Written request 1 >> List every music video that the Aitai Aitai Aitai na page names.
Written request 2 >> Reproduce the portion of the Aitai Aitai Aitai na page between "Alternative cover" and "September 5, 2012.", inclusive.
Written request 3 >> Render this sentence from the Aitai Aitai Aitai na page in Spanish: "'Aitai Aitai Aitai na' (会いたい 会いたい 会いたいな) is the 19th major single by the Japanese idol group Cute, set for release in Japan on September 5, 2012."

Text block >>
○ ○ ○

- Regular Edition cover

Single by Cute

from the album 8 Queen of J-pop
- B-side: "Kanashiki Heaven" (Regular, Limited A); "Saikō Music" (Limited B–D);
- Released: September 5, 2012 (Japan)
- Genre: J-pop
- Label: Zetima
- Songwriter: Tsunku
- Producer: Tsunku

Cute singles chronology
| "Kimi wa Jitensha Watashi wa Densha de Kitaku" (2012) | "Aitai Aitai Aitai na" (2012) | "Kono Machi" (2013) |

Berryz Kobo×Cute singles chronology
| ""Chō Happy Song"" (2012) |  |  |

Music videos
- Aitai Aitai Aitai na on YouTube
- Aitai Aitai Aitai na (Dance Shot Ver.) on YouTube
- Aitai Aitai Aitai na (Close-up Ver.) on YouTube
- Aitai Aitai Aitai na (Live Back Shot Ver.) on YouTube
- Kanashiki Heaven (910 Live Ver.) on YouTube

Alternative cover
- Limited Edition A cover

= Aitai Aitai Aitai na =

"Aitai Aitai Aitai na" (会いたい 会いたい 会いたいな) is the 19th major single by the Japanese idol group Cute, set for release in Japan on September 5, 2012.

○ ○ ○

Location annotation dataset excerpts
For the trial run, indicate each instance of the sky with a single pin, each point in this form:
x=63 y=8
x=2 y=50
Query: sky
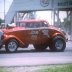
x=7 y=5
x=47 y=15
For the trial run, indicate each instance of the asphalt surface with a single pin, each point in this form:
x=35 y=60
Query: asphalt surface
x=29 y=56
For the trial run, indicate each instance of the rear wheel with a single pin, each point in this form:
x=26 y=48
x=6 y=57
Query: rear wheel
x=57 y=44
x=11 y=45
x=40 y=47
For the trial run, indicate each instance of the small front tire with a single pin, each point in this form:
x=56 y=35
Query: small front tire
x=11 y=46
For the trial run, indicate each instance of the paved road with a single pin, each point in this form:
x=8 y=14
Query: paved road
x=31 y=57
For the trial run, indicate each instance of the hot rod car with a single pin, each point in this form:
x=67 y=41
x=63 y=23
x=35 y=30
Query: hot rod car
x=36 y=32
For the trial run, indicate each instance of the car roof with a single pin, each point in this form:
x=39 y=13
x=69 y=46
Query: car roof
x=22 y=21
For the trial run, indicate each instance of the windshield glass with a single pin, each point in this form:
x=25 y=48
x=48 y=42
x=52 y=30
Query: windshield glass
x=32 y=24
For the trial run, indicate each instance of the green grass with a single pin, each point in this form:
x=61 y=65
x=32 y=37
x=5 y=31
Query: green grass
x=44 y=68
x=56 y=68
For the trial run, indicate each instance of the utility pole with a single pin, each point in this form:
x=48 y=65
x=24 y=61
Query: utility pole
x=4 y=13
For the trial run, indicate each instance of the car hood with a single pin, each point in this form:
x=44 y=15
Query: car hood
x=12 y=29
x=54 y=28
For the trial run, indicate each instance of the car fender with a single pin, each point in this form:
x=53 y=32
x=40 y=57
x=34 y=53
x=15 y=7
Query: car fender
x=8 y=37
x=57 y=35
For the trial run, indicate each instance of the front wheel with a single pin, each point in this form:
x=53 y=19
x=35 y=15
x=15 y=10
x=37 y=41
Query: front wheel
x=11 y=45
x=40 y=47
x=58 y=44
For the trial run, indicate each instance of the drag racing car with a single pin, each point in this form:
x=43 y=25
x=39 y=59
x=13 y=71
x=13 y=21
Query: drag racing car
x=36 y=32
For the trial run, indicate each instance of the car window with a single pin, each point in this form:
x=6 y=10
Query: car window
x=32 y=24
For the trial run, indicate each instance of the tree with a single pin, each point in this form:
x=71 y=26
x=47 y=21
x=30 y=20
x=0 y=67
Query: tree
x=1 y=21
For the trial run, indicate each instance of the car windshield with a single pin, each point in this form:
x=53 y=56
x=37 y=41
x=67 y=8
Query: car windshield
x=32 y=24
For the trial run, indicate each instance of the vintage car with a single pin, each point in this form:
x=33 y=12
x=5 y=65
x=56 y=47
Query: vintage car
x=36 y=32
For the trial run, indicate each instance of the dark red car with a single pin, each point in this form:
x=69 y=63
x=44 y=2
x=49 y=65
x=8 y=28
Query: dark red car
x=36 y=32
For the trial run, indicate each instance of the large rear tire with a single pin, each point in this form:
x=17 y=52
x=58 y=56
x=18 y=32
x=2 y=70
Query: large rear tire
x=40 y=47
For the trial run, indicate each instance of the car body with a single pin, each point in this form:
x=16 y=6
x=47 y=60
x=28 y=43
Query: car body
x=36 y=32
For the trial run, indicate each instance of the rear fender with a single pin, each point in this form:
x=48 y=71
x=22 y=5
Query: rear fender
x=8 y=37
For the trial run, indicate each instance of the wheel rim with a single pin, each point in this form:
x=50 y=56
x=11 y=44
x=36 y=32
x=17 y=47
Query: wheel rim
x=12 y=46
x=59 y=44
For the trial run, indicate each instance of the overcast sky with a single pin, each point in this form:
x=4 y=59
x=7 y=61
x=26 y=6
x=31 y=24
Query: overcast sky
x=7 y=5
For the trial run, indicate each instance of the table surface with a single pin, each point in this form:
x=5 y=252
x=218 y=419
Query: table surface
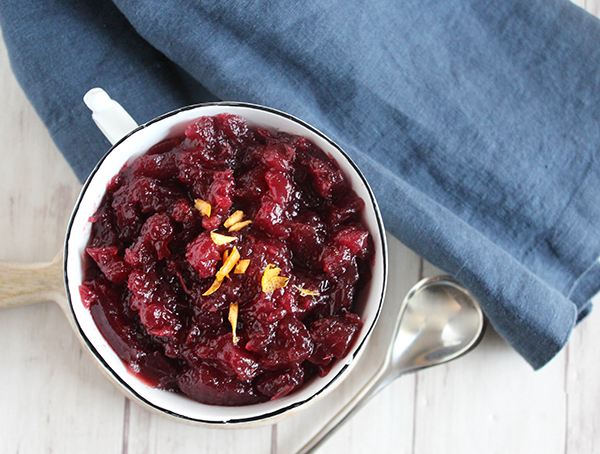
x=54 y=398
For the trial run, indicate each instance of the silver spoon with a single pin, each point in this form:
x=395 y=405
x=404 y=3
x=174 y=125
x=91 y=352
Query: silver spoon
x=439 y=320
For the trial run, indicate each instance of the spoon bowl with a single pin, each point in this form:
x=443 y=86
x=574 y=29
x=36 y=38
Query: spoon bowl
x=438 y=321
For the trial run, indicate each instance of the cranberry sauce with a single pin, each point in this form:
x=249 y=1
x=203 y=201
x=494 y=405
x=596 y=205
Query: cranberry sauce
x=224 y=263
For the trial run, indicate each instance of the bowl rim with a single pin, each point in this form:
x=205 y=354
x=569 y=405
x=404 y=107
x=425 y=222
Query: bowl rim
x=349 y=360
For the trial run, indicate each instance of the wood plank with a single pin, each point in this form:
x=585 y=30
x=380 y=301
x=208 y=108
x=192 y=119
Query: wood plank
x=148 y=433
x=583 y=386
x=53 y=397
x=491 y=400
x=384 y=422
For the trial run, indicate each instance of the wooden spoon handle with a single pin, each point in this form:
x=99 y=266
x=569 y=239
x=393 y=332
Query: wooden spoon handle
x=28 y=283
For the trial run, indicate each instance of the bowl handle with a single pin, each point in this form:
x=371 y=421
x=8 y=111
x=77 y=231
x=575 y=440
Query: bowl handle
x=110 y=117
x=28 y=283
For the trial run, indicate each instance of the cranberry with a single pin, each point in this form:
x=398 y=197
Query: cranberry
x=151 y=284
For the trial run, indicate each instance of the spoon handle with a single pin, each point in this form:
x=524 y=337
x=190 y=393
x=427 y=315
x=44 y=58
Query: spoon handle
x=382 y=378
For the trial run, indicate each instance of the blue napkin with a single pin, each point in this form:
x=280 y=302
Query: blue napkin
x=476 y=123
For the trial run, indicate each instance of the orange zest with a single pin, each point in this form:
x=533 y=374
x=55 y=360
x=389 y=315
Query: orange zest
x=241 y=266
x=233 y=313
x=213 y=288
x=203 y=207
x=233 y=219
x=219 y=239
x=271 y=280
x=239 y=225
x=304 y=292
x=229 y=264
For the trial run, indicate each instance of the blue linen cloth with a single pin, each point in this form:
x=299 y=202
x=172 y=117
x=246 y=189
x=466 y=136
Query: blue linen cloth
x=476 y=123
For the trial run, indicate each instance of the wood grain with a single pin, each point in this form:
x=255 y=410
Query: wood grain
x=54 y=399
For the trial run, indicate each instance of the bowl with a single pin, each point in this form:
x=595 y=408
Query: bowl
x=136 y=143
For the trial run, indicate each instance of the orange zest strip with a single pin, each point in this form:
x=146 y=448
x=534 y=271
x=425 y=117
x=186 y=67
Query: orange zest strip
x=203 y=207
x=239 y=225
x=241 y=266
x=232 y=259
x=219 y=239
x=233 y=313
x=271 y=280
x=234 y=219
x=213 y=288
x=304 y=292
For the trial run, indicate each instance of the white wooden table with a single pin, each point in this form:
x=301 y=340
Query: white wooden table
x=54 y=399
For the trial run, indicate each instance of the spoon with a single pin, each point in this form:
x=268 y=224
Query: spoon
x=439 y=320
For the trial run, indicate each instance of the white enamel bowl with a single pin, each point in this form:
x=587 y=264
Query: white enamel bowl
x=178 y=406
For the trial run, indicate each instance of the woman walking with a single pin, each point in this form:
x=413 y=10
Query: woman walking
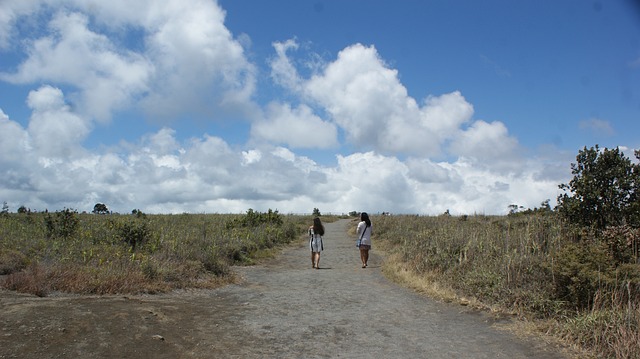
x=315 y=242
x=363 y=231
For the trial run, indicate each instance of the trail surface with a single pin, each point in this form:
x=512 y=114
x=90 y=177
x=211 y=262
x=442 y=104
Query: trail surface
x=281 y=309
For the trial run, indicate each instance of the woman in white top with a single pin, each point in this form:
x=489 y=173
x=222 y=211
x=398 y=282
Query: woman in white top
x=363 y=231
x=315 y=242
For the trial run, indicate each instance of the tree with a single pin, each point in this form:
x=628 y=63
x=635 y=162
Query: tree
x=100 y=208
x=603 y=191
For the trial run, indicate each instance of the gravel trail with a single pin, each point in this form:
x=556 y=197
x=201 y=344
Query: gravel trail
x=342 y=310
x=281 y=309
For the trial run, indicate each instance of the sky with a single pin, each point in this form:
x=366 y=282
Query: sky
x=408 y=107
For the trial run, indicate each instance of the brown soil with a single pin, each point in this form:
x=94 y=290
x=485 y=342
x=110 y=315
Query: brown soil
x=282 y=308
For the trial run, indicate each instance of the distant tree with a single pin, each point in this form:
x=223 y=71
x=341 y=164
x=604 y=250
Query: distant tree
x=138 y=213
x=604 y=190
x=514 y=208
x=100 y=208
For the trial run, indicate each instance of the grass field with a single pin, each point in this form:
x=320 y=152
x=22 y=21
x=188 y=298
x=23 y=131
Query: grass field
x=581 y=287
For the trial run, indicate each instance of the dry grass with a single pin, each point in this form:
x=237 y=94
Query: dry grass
x=115 y=254
x=525 y=267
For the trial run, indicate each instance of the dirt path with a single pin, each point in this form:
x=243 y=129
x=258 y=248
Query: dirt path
x=282 y=309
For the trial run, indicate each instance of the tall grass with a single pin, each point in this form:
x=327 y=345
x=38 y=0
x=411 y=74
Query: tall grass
x=99 y=254
x=532 y=265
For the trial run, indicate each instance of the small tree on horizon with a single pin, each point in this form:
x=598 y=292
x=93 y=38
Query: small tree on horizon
x=604 y=190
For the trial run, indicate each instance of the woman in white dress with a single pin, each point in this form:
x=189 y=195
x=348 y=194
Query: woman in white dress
x=363 y=231
x=315 y=242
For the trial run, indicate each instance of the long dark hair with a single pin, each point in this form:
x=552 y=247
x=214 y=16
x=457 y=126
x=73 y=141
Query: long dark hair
x=318 y=228
x=365 y=217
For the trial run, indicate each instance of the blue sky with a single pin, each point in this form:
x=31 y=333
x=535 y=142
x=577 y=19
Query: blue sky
x=402 y=106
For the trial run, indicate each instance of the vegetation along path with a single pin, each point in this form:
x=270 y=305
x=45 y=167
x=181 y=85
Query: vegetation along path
x=282 y=308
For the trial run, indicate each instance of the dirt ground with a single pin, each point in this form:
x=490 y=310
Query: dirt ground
x=281 y=309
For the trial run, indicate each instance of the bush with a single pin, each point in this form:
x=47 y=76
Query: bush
x=63 y=224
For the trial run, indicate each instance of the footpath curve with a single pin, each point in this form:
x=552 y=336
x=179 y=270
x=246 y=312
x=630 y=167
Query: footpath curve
x=342 y=310
x=280 y=309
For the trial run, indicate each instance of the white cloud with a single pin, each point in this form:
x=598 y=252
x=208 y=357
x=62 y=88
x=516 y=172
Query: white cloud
x=597 y=126
x=297 y=128
x=366 y=99
x=283 y=72
x=184 y=61
x=55 y=131
x=187 y=60
x=72 y=54
x=489 y=144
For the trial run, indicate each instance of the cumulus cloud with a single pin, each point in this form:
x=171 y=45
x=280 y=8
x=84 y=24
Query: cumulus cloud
x=596 y=125
x=367 y=100
x=182 y=61
x=187 y=61
x=297 y=128
x=55 y=131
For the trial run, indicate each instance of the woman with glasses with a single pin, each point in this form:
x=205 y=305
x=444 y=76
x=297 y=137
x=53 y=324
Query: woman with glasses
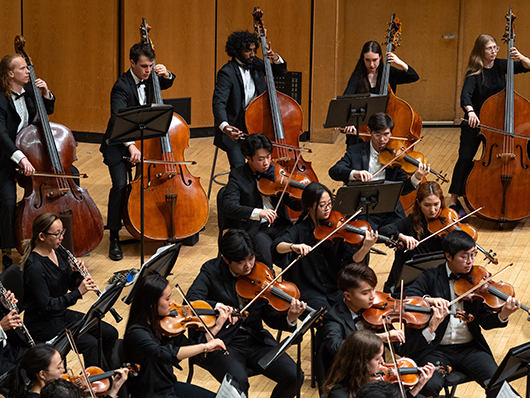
x=485 y=76
x=316 y=272
x=51 y=286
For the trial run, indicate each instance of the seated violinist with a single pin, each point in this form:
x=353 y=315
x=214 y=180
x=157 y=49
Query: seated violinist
x=247 y=208
x=358 y=359
x=247 y=341
x=361 y=162
x=447 y=339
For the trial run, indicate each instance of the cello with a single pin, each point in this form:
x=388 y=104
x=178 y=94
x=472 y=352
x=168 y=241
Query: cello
x=499 y=181
x=277 y=116
x=50 y=147
x=176 y=205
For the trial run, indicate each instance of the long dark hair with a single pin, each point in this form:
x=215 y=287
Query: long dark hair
x=360 y=68
x=37 y=358
x=350 y=367
x=144 y=307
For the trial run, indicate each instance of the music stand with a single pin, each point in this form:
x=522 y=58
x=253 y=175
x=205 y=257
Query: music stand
x=141 y=123
x=354 y=110
x=516 y=364
x=295 y=338
x=161 y=263
x=374 y=196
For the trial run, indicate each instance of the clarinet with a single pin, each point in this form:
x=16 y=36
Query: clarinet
x=13 y=307
x=86 y=274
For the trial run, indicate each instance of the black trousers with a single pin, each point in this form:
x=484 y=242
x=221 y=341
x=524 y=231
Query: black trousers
x=468 y=358
x=469 y=143
x=118 y=176
x=245 y=352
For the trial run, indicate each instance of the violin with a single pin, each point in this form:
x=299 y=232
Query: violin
x=296 y=186
x=408 y=370
x=98 y=379
x=448 y=216
x=353 y=233
x=493 y=294
x=182 y=317
x=278 y=294
x=414 y=311
x=409 y=161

○ ○ ○

Written answer 1 >>
- Aitai Aitai Aitai na
- Aitai Aitai Aitai na (Dance Shot Ver.)
- Aitai Aitai Aitai na (Close-up Ver.)
- Aitai Aitai Aitai na (Live Back Shot Ver.)
- Kanashiki Heaven (910 Live Ver.)

Written answer 2 >>
Alternative cover
- Limited Edition A cover

= Aitai Aitai Aitai na =

"Aitai Aitai Aitai na" (会いたい 会いたい 会いたいな) is the 19th major single by the Japanese idol group Cute, set for release in Japan on September 5, 2012.

Written answer 3 >> «Aitai Aitai Aitai na» (会いたい 会いたい 会いたいな) es el 19.º sencillo en una gran discográfica del grupo de ídolos japonés Cute, previsto para su lanzamiento en Japón el 5 de septiembre de 2012.